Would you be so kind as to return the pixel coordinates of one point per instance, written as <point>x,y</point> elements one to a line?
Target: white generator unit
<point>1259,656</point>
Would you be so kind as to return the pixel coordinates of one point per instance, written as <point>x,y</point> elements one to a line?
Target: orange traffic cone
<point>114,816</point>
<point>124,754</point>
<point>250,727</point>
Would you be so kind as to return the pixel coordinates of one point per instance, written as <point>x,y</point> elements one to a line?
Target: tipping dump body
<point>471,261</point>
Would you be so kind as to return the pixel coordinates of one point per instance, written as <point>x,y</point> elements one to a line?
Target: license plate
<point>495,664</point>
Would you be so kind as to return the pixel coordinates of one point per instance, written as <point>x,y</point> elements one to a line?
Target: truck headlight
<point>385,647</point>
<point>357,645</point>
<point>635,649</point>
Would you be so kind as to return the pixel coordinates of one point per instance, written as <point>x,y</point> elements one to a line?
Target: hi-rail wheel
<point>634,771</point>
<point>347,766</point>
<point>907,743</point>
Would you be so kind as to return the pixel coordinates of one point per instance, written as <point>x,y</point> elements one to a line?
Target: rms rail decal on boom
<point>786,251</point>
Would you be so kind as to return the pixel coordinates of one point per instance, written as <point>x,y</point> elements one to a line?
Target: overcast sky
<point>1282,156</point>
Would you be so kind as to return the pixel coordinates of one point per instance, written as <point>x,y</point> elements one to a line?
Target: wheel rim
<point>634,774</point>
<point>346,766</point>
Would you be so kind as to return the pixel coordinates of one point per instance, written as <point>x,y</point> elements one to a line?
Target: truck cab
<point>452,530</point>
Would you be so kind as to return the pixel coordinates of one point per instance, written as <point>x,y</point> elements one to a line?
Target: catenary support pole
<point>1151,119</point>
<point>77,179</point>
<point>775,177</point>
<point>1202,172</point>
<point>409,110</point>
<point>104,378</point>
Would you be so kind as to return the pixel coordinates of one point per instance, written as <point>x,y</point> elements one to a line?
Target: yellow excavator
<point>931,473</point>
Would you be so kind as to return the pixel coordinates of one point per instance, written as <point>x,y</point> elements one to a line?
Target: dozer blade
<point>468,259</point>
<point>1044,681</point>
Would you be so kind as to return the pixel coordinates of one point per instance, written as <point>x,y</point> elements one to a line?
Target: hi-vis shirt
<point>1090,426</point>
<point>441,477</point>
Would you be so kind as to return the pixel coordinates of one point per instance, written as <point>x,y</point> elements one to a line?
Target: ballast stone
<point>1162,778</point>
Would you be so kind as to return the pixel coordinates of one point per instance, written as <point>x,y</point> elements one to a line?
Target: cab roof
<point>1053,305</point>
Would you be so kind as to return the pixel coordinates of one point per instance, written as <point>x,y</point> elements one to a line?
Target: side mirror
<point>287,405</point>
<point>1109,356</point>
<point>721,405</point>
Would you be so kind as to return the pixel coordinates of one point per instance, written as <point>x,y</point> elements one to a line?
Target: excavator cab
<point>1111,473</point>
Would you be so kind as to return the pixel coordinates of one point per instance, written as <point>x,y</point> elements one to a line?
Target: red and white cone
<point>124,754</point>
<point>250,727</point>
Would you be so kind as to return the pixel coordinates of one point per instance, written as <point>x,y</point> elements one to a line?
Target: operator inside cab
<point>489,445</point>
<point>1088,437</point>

§ TASK STATEMENT:
Reproduce every row above, substituting "Object" for each occurrence of "Target" and leaving everything else unchanged.

§ TASK OUTPUT:
Would you be so kind as to return the pixel coordinates of one point per instance, written as <point>x,y</point> elements one to a line?
Object: white generator unit
<point>1259,656</point>
Would you be so kind as to return the pixel coordinates of one point per instance, written as <point>x,y</point> elements one to a line?
Object: orange traffic cone
<point>114,816</point>
<point>124,754</point>
<point>250,727</point>
Would you be so kind as to return the pixel coordinates of one point per instance, written as <point>x,y</point> elements one to a line?
Object: tipping dump body
<point>471,261</point>
Would you be so kind as to return the pixel coordinates of one point per instance, written as <point>x,y</point> elements one to a line?
Object: license plate
<point>495,664</point>
Would you be so kind as to return the pixel coordinates of one point per instance, written as <point>x,y</point> elements one to a line?
Object: truck headlight
<point>385,647</point>
<point>357,645</point>
<point>635,649</point>
Would you be so kind as to return the pixel coordinates of one point per instance, written as <point>x,y</point> elements one to a line?
Object: hi-rail wheel
<point>634,771</point>
<point>347,766</point>
<point>907,743</point>
Would you be so kind as to return the pixel coordinates of one point per instance, written as <point>x,y</point> elements one to a line?
Object: rms rail decal on boom
<point>786,251</point>
Would you be so kind as to return the pixel coordinates of one point per instance, written as <point>x,y</point> elements one to a line?
Object: overcast sky
<point>1282,156</point>
Would you be so kind as to return the pixel coordinates of one point per instance, written as <point>x,y</point> elements one to a line?
Object: wheel rim
<point>634,774</point>
<point>346,766</point>
Would you be so kind as to return the pixel coordinates of one point per instance, written as <point>x,y</point> elements one to a line?
Object: truck cab
<point>452,530</point>
Would you be so kind as to return the pixel coordinates of one point per instance, written as <point>x,y</point> elements one to a line?
Object: catenary support pole
<point>1151,119</point>
<point>77,179</point>
<point>775,177</point>
<point>1202,172</point>
<point>409,110</point>
<point>104,378</point>
Would you be so kind as to return the pixel coordinates of one point per instance, written as <point>x,y</point> elements one to a line?
Object: yellow excavator
<point>931,473</point>
Would you be so kind as to return the pixel coordinates of one point per instance, written as <point>x,y</point> elements one to a line?
Object: dozer blade
<point>468,259</point>
<point>1044,681</point>
Would you be so kind as to return the pixel coordinates of one point per instance, written as <point>x,y</point> elements one to a line?
Object: hi-vis shirt
<point>1090,426</point>
<point>441,477</point>
Would you be so kind as to return the pixel coordinates of one point per instance, written as <point>x,y</point> elements one to a line?
Object: ballast stone
<point>1162,778</point>
Would you be so kind as to return the pixel coordinates of one point per instance, written as <point>x,y</point> elements one to a line?
Object: cab roof
<point>1053,305</point>
Would you be so kind as to return the pixel coordinates of one point per instance, written as <point>x,y</point> elements one to a line?
Object: side mirror
<point>287,405</point>
<point>1109,356</point>
<point>721,405</point>
Would you be so kind as to return the pixel coordinates of one point per instance, written as <point>x,y</point> elements one to a line?
Object: excavator cab
<point>1111,473</point>
Would you be so kind as to return the pixel coordinates of one point per instance, written as <point>x,y</point> elements one to a line?
Object: red and white cone
<point>124,754</point>
<point>250,727</point>
Would you be so kind as to return the pixel coordinates of one point per instance, written as <point>x,y</point> elements one to a line?
Object: operator inside cab
<point>489,445</point>
<point>1088,437</point>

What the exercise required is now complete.